WHAT YOU SHOULD DO: Your task is to write out every line of the data exactly. Drop the pictures.

RECORDS PROVIDED:
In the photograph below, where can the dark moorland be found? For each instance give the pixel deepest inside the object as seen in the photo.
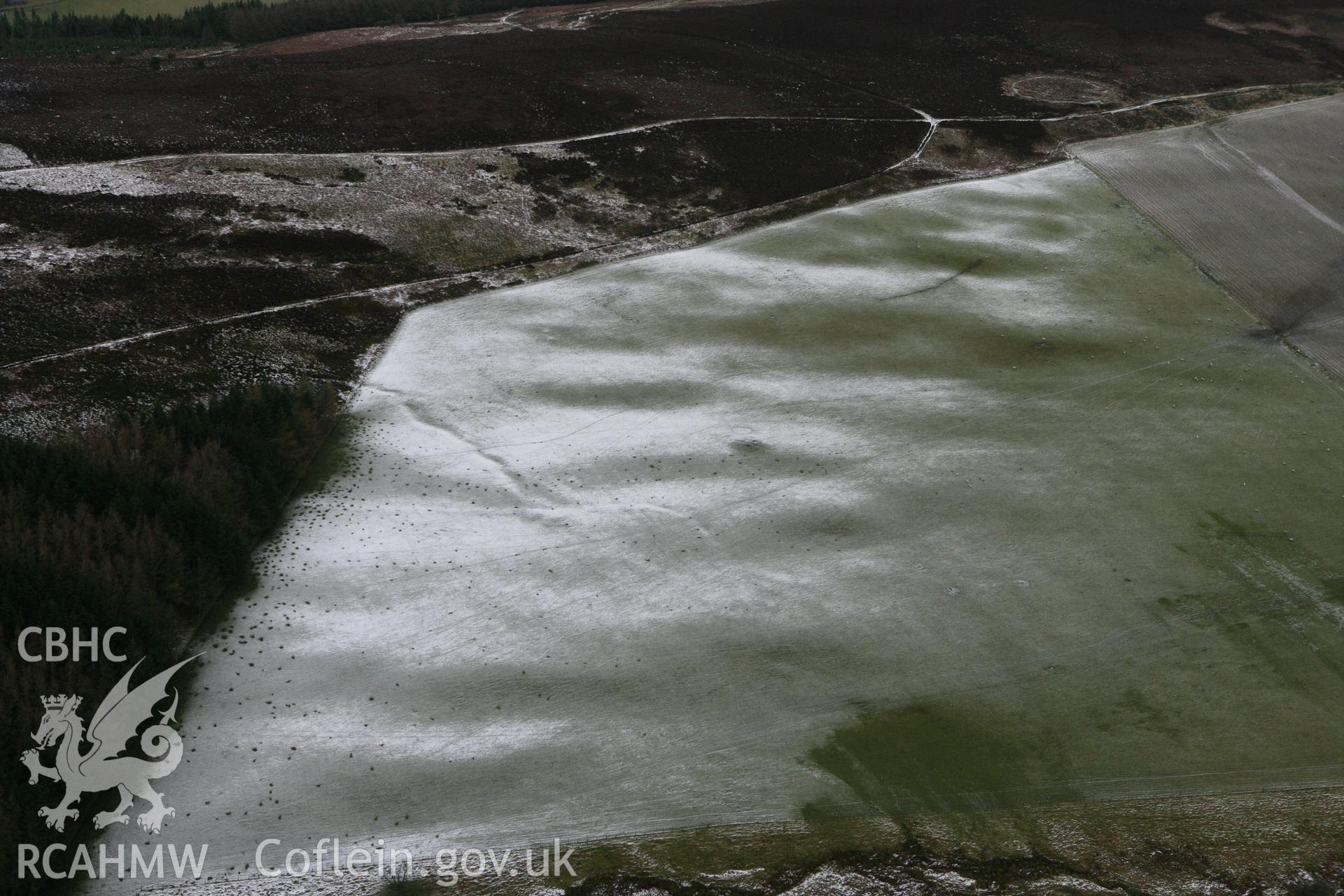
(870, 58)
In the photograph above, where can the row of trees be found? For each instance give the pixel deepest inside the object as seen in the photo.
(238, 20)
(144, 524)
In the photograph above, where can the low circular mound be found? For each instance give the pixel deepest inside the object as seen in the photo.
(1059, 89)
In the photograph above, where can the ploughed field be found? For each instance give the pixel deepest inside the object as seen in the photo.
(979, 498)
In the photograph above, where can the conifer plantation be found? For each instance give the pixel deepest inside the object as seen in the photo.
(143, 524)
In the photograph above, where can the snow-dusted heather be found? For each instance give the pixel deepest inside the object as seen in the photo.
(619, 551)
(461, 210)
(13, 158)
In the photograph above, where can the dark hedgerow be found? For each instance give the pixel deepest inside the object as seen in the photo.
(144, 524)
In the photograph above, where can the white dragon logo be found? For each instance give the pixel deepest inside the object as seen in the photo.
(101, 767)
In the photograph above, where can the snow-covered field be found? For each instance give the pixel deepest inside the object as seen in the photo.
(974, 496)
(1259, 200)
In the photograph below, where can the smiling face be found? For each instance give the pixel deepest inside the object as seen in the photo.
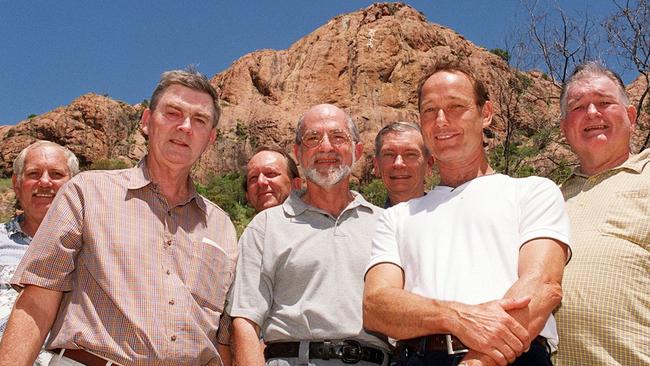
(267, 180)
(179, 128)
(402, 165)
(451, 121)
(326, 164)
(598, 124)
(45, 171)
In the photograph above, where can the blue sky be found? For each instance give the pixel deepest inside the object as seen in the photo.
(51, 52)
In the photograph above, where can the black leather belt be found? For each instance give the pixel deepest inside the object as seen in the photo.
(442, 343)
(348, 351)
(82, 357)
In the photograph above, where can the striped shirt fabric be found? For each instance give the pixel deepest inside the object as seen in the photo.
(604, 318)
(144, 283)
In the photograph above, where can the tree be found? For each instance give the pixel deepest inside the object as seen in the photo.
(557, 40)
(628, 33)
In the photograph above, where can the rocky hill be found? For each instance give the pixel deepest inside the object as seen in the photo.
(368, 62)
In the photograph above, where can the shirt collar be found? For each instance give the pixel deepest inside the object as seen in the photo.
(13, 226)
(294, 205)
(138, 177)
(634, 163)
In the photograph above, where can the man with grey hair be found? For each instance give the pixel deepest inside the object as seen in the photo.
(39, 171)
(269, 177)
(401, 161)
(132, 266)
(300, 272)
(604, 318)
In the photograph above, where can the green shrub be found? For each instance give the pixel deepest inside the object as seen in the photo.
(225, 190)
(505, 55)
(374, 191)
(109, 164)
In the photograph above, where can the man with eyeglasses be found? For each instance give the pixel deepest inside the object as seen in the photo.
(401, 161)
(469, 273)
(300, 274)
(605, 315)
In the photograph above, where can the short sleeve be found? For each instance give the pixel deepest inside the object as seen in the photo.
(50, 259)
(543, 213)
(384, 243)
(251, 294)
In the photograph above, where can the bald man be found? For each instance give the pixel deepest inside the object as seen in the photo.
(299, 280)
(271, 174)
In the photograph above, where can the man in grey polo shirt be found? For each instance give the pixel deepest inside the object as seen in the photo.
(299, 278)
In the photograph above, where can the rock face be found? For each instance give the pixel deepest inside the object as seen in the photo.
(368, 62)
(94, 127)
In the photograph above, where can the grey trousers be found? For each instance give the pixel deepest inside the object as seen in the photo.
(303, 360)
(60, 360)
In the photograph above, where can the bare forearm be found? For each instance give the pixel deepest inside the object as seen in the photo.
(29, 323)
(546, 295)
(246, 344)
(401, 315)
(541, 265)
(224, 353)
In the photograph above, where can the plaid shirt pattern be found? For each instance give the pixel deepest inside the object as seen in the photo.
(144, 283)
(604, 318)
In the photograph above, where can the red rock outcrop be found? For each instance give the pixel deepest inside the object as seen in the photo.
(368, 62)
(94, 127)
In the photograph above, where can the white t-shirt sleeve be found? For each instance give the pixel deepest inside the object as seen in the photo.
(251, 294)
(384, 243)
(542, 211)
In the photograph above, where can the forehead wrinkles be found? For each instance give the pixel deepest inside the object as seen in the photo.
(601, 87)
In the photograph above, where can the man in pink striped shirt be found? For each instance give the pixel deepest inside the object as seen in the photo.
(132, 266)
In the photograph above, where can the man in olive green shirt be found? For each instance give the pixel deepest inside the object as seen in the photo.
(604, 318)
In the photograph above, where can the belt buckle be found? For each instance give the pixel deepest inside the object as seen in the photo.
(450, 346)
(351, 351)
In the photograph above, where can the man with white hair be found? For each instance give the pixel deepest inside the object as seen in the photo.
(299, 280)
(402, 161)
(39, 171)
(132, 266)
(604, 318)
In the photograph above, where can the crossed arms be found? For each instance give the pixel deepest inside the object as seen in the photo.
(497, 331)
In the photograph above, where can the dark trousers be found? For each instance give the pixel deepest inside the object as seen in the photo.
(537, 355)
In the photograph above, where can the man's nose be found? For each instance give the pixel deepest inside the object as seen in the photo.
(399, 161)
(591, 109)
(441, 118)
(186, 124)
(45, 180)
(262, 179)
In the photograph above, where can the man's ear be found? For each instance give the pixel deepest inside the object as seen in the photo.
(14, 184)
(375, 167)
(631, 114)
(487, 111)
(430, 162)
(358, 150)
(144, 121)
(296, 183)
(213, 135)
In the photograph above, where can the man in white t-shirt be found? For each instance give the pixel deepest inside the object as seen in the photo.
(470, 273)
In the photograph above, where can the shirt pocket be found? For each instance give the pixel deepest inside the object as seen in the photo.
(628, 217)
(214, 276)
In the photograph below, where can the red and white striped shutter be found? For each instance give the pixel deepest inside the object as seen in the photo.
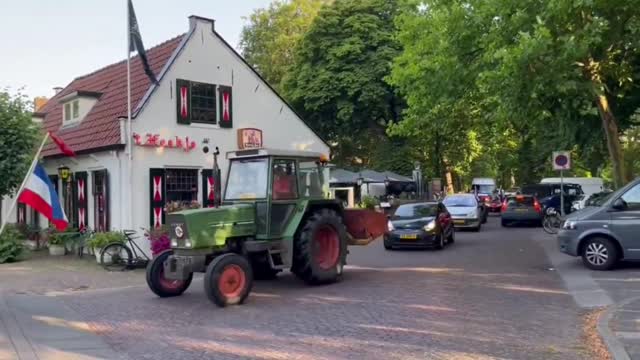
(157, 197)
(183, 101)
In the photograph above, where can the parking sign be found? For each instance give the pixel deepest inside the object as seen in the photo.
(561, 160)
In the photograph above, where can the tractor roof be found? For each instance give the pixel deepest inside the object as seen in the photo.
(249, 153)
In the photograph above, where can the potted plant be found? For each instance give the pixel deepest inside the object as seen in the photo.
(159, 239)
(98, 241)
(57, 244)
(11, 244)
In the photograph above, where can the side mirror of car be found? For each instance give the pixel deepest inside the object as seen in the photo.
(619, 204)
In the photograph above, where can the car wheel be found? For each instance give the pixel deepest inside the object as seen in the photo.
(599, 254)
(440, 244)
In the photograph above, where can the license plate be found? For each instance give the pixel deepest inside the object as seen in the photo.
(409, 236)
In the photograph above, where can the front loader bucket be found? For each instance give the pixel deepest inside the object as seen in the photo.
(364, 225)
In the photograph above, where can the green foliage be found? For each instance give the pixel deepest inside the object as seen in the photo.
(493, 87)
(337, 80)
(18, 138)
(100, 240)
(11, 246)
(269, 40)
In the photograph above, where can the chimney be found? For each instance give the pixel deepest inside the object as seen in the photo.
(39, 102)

RESPONSE BELOW:
In the photograph below, where can the dark moorland be found? For each instance give the pixel deepest inside the object as seen in the photo.
(870, 58)
In the photograph above, where can the row of trees be found? For each instance give the pixel deepest inside the object as seen in the photo.
(238, 20)
(144, 524)
In the photograph above, where can the low circular mound be found? For each instance give the pixel deepest inside the object as seen in the photo.
(1059, 89)
In the photograph above, where can the ploughed field be found? For each instance give the pixel deepest inside the object as seen in the photo.
(979, 498)
In the photograph above, where can the conifer plantation be found? For each instance give the pixel deepest inside the object as seen in the photo.
(143, 524)
In the photograph above, where can the snow-dusted heather be found? For each instance give the pixel deepest inside the object as seen in the photo.
(619, 551)
(461, 210)
(13, 158)
In the photograph above, where can the dark hedgerow be found? For each instance give the pixel deepest inside the object as seen in the photo.
(144, 524)
In the photograph above, where can the white dragon logo be found? For each instance give the pixel deepest inside the object as seen in the photo.
(101, 767)
In the photograph above, where can the snow-covered field be found? For each instance give the pixel deepest inside the object as seen in the photo.
(974, 496)
(1259, 200)
In the photograph below, where can the smiling face be found? For each instance give the pixel deepest inside the object as seen in the photo.
(267, 180)
(179, 128)
(402, 165)
(451, 121)
(326, 164)
(598, 124)
(45, 171)
In the photograph above, where can the blue sky be found? For each instance give the pixel deepest inside the object as seen in the photo.
(51, 52)
In the photograph above, where can the black leather belt be found? For each instance give the pixel deepest inside the object as seen in the photo.
(442, 343)
(348, 351)
(82, 357)
In the photograph above, where can the striped shirt fabric be found? For each instance give the pixel deepest inside the object as seen in the photo.
(604, 318)
(144, 283)
In the photograph above, where can the tree be found? For each instance give the pixel deepest inside the object as seen in the photo.
(557, 40)
(628, 33)
In the photograph above, where can the rocky hill be found? For each instance give the pixel deepest inside the object as seen in the photo.
(368, 62)
In the photograph above, where can the shirt collar be found? For each instance give the pixel deepest inside the object as seen in the photo.
(13, 226)
(294, 205)
(138, 177)
(634, 163)
In the photograph above, where can the man with grey hair be found? For each instance give the pixel deepest inside the object as seen in the photo.
(39, 171)
(269, 177)
(401, 161)
(132, 266)
(300, 272)
(604, 318)
In the photograph above, where can the green shrub be found? For each instance give the pixel deepest inside the object as seen in the photo.
(225, 190)
(505, 55)
(374, 191)
(109, 164)
In the photograph above, where can the man with eyeglasses be found? For each instance give the pixel deepest inside the object as seen in the photo.
(401, 161)
(469, 273)
(300, 274)
(605, 315)
In the photograph above, where can the short sleeve be found? For each instance give the pixel deepest inside the object as seen in the photo.
(50, 259)
(543, 213)
(384, 243)
(251, 294)
In the photograph above, where can the bald man be found? For each instance give the pixel deepest inside the object as seen in the photo.
(299, 280)
(271, 174)
In the photograph above, where can the man in grey polo shirt be found? For each instance give the pixel deepest inside the object as seen in the photo.
(299, 278)
In the photograph above, where can the rock face be found? For each instance give the pixel deepest inside the object as seen in the photo.
(368, 62)
(94, 127)
In the photograph above, where can the grey trousers be found? For each instance give the pixel deepest inside the object as seen in the photo.
(303, 360)
(60, 360)
In the photograph above, where can the bare forearm be found? For each instance give the pixel deepest inside the object as seen in the photo.
(29, 323)
(546, 295)
(246, 344)
(401, 315)
(541, 265)
(224, 353)
In the photograph above, where can the plaid shirt pattern be found? For each instance give the pixel deepest inside the object as seen in the photo.
(144, 283)
(604, 318)
In the photograph above, where can the red rock outcrop be found? For each instance give the pixel deepest inside the object as seen in the photo.
(368, 62)
(94, 127)
In the photograph above, where can the white t-shirt sleeve be found? For each instance give the pixel deepest inside the object as seen in the photo.
(251, 294)
(384, 243)
(542, 211)
In the photograph above, where can the forehead wrinkles be found? For each instance give the pixel deepest inside the object as seen in the photo.
(601, 87)
In the photograph above, where can the man in pink striped shirt be found? For each instance give the pixel deepest inside the object as seen in the photo.
(132, 266)
In the photograph above, where can the man in olive green shirt be found? For each instance give the pixel deepest inside the object as seen in the photo.
(604, 318)
In the photograph above, where can the belt buckle be found? For each instance give the pixel deepest inside the object as seen in the photo.
(450, 346)
(351, 351)
In the photograph above, where can the man with white hair be found? For each instance give the pixel deepest inside the object as seen in the photo.
(299, 280)
(402, 161)
(39, 171)
(132, 266)
(604, 318)
In the photograph above, where can the crossed arms be found? For each instance give the pixel deepest inside the object as seen in the photo.
(497, 331)
In the photograph above, where can the dark trousers be found? For each instance give the pixel deepest inside the object as seen in the photo.
(537, 355)
In the photograph above, where can the man's nose be found? For each instance give the pixel deepest inside the object as seen in the photo.
(399, 161)
(591, 109)
(441, 118)
(186, 124)
(45, 180)
(262, 179)
In the photograph above, where can the man's ear be found? For each instance give the pixel deepest inside the object as seen in the photo.
(14, 184)
(375, 167)
(631, 114)
(487, 111)
(430, 162)
(358, 150)
(144, 121)
(296, 183)
(213, 135)
In the photograph above, where can the man in white t-shirt be found? For each instance give the pixel deepest inside the object as seen in the photo.
(470, 273)
In the photograph above, where can the shirt pocket be found? For each instance give the pixel deepest inside the object as seen in the photo.
(628, 217)
(214, 276)
In the photograph below, where can the red and white striped shutter be found? For each instance give the pixel deepest inside the object as seen in the photo.
(157, 197)
(183, 101)
In the photograph above, where can the parking sign be found? For each instance give the pixel deepest inside the object as seen in the photo.
(561, 160)
In the photograph above, where can the tractor roof be found? For each instance give the pixel deepest inside the object as seen in the photo.
(249, 153)
In the photograph above, where can the potted plant be found? For each instance give the pixel deepest inside the object as seen in the photo.
(159, 239)
(98, 241)
(57, 244)
(11, 244)
In the photograph above, where can the side mirror of car be found? For each instance give the pixel deepest inside the object as seen in the photo.
(619, 204)
In the photograph above, where can the car wheel be found? For each instance give the pixel deepest inside the object as seen in the photo.
(599, 254)
(440, 244)
In the photograph above, where can the license plate be found? For each instance give the pixel deepest inside the object as seen in the photo.
(409, 236)
In the photograph above, where can the front loader bucket be found? For each instance give the pixel deepest inside the object as seen in the photo.
(364, 225)
In the photograph above, where can the green foliage be found? For each instance give the pixel deepest inside the object as seen in the photo.
(493, 87)
(337, 80)
(18, 138)
(100, 240)
(11, 246)
(269, 40)
In the photograph above, where can the chimney be found? For each instance give the pixel deepest inside the object as seen in the photo.
(39, 102)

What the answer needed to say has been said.